Document text —
◆ ◆ ◆ ◆

Saturday, June 25, 2016

Anchorage, AK - Combat Fishing

So we’ve been in Anchorage for about 5 days now and I haven’t had a chance to write anything about it. Mostly because I’m still trying to catch up on the days before we hit Anchorage. But, yes, here were are, enjoying the sights, the museums, the trails, the beautiful flowers all over town and, gee, we’re right across the street form Costco so we’re enjoying the rotisserie chicken. Yeah, it all comes down to food.

Anchorage is a young town, the average age is 33, but, of course the large presence of so much military helps keep the age down. Young people, young families. On the other hand, Who retires to Anchorage? The story I hear the most is that people leave and retire to the Desert Southwest. In fact, several of the RV park owners that I’ve talked with tour the southwest during the winter or have homes there. They travel back to Alaska to open their parks in mid-May.

Anchorage itself is young, since it wasn’t even begun until 1915 when the Alaska Railroad chose this as its location and brought in lots of people. The original Anchorage, circa 1915, was a group of tents put up to house workers on the Alaska Railroad. This shanty town housed some 2,000 workers...but there was only one bath tent. Well, who wants to take an outdoor bath in the cold, anyway?

◆ ◆ ◆ ◆

Stated problem 1 — Duplicate the lines of the records from the one containing "Can you find the table" through the one containing "pixel 637 1253", including both of those lines.
Stated problem 2 — Pick up the blog post about Anchorage after its final sentence and keep writing it.
The records that come next are unrelated to the Anchorage blog post.

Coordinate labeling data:

◆ ◆ ◆ ◆

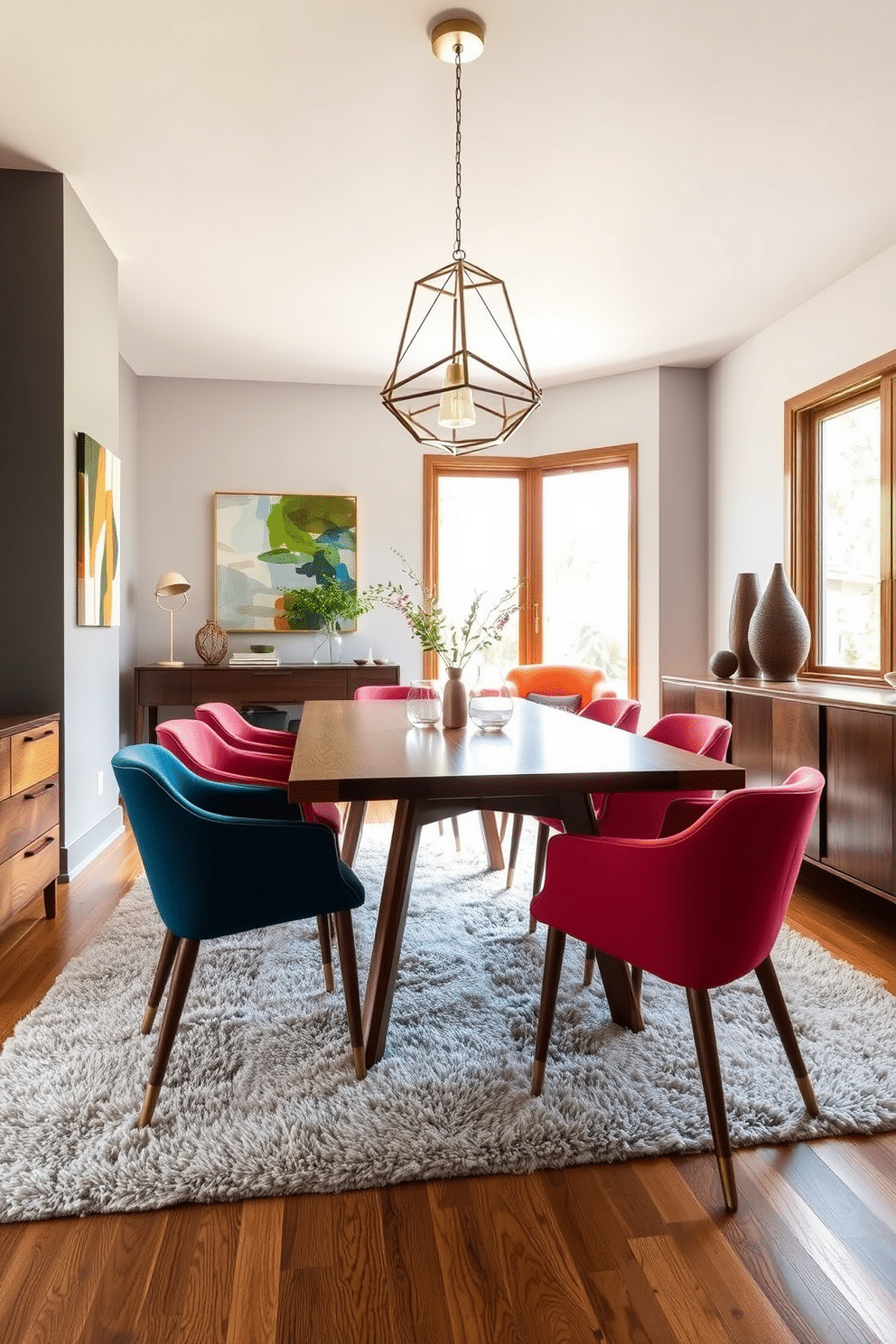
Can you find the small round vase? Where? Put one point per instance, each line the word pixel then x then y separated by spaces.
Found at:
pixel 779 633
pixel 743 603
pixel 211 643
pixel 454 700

◆ ◆ ◆ ◆

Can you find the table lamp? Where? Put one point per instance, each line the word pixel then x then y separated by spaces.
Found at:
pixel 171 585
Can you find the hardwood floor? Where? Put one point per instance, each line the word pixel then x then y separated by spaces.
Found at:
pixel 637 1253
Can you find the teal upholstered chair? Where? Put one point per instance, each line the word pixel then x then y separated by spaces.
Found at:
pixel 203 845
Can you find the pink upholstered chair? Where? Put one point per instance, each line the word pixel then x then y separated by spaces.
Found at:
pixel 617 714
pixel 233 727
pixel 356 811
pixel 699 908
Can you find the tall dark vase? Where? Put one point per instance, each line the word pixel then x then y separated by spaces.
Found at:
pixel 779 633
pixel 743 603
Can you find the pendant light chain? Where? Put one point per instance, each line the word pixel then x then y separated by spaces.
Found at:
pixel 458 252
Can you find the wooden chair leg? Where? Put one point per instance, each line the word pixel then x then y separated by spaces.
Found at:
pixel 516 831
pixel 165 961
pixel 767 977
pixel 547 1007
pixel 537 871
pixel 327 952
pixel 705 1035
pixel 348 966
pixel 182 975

◆ ◆ ◆ ◆

Task output 1 —
Can you find the table lamp? Where? Put one point per instance, each line the word pixel then x then y separated by spaces.
Found at:
pixel 171 585
Can you find the hardwood floor? Where? Put one point per instance, each line the word pixel then x then y separated by spaces.
Found at:
pixel 637 1253

Task output 2 —
This small city which was 2000 in 1915 is close to 300,000 today. Pretty quick growth. But, then, there were lots of things happening during these 100 years that affected its growth: WWII and the building of the Alaska Highway, the growth of the military for defense, the discovery of oil on the North Shore, the growth of the tourist trade. All these contributed to Anchorage’s good fortune. But, it’s the spectacular scenery that frosts the cake and makes the growth stick. We’ve talked to lots of people who love it here and can’t imagine living anywhere else.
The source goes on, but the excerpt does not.